Source records
——

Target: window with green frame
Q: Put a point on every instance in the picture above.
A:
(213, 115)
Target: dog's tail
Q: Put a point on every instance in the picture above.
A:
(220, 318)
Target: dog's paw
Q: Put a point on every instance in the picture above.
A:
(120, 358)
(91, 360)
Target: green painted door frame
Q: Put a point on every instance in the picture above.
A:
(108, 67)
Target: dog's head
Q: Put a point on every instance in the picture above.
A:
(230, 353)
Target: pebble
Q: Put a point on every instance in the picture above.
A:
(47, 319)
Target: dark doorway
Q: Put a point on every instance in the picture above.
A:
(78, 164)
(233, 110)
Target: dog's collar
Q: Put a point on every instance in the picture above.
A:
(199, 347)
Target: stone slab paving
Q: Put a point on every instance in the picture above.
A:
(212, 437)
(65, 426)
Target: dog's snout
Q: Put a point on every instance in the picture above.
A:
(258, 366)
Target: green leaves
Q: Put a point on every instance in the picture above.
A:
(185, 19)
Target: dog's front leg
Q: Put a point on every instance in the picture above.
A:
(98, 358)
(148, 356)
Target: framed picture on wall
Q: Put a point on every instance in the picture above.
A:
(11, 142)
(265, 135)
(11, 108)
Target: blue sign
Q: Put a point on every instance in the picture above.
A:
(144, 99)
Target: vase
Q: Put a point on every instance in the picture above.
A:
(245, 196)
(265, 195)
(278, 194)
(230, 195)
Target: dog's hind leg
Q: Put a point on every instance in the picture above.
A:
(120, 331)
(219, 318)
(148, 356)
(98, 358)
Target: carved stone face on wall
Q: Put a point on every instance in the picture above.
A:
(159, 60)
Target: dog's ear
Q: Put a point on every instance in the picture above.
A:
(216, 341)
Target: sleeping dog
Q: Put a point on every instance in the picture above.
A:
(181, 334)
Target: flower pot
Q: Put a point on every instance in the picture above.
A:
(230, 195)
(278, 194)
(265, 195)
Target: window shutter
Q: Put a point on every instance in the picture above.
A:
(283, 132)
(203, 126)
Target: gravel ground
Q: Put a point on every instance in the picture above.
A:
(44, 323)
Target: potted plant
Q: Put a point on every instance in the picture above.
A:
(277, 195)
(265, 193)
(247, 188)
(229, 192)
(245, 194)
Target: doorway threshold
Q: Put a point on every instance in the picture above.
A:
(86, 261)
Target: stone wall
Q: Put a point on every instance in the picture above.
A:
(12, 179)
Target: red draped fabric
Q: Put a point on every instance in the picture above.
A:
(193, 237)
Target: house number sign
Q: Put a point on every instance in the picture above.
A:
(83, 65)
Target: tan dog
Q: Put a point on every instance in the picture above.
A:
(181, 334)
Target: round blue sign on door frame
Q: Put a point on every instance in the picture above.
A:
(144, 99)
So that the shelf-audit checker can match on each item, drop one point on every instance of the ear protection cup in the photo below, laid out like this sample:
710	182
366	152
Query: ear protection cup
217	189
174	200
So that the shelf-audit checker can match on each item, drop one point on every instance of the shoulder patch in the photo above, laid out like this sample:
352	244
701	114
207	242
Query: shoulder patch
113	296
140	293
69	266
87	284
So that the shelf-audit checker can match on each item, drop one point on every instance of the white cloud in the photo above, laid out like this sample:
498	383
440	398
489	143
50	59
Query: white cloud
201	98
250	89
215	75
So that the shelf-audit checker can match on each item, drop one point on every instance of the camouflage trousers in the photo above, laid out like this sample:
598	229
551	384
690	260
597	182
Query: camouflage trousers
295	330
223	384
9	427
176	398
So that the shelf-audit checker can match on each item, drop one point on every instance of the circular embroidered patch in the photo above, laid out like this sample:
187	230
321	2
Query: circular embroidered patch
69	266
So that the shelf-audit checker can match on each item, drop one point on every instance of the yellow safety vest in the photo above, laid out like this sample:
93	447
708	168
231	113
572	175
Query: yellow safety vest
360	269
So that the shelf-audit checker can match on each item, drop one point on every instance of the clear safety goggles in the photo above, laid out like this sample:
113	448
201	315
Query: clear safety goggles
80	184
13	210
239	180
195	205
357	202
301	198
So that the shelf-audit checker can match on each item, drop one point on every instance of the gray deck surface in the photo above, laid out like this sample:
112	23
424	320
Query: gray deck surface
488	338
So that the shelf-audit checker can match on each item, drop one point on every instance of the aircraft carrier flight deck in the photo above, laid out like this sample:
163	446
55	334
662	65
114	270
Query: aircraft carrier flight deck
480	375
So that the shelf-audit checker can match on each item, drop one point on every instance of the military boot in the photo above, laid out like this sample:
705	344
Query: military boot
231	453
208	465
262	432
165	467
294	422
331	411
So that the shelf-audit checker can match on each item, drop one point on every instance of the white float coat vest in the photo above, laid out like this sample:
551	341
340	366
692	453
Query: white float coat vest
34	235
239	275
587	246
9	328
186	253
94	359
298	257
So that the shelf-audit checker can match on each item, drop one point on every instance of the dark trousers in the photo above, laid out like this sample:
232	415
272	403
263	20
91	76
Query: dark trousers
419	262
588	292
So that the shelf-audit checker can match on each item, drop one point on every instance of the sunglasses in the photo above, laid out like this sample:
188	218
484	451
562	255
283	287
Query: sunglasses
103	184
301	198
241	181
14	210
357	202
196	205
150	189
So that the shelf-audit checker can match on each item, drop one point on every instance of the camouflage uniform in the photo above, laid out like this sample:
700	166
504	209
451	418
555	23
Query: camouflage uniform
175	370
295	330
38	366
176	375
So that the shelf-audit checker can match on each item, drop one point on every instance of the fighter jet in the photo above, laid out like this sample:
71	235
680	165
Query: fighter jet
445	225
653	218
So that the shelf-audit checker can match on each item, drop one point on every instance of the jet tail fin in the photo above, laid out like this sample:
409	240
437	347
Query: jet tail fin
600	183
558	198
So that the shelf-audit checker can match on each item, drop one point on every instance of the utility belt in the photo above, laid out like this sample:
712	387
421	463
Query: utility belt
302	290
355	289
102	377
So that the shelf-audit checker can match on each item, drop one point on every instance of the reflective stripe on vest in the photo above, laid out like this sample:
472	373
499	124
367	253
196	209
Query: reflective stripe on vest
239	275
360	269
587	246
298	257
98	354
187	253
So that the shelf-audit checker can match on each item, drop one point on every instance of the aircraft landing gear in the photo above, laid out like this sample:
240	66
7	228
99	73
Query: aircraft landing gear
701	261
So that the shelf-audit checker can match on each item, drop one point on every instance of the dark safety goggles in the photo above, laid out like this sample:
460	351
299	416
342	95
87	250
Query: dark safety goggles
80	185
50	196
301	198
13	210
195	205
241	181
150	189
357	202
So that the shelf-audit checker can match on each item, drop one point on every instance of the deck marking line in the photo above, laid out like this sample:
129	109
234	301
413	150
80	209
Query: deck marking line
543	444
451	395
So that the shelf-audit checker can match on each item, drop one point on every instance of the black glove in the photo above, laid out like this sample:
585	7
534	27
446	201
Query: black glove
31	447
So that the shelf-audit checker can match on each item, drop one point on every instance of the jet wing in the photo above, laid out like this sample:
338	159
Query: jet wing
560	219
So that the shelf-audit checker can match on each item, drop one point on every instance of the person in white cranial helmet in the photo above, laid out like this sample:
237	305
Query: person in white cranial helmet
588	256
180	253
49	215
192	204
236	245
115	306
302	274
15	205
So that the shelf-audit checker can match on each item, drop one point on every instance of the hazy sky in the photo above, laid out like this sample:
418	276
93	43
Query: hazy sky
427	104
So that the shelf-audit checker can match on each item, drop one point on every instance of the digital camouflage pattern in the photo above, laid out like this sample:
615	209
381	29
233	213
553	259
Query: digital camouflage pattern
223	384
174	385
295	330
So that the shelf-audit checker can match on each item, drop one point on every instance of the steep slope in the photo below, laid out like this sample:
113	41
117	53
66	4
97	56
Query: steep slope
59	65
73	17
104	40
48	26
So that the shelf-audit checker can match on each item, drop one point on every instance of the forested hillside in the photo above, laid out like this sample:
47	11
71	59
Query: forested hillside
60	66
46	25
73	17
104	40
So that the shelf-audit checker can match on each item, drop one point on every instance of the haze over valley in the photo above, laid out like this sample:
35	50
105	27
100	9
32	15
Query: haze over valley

——

_REQUIREMENT_
Return from the data every line that holds "sign".

_OUTPUT_
Target: blue sign
Target: house number sign
Target: round blue sign on door frame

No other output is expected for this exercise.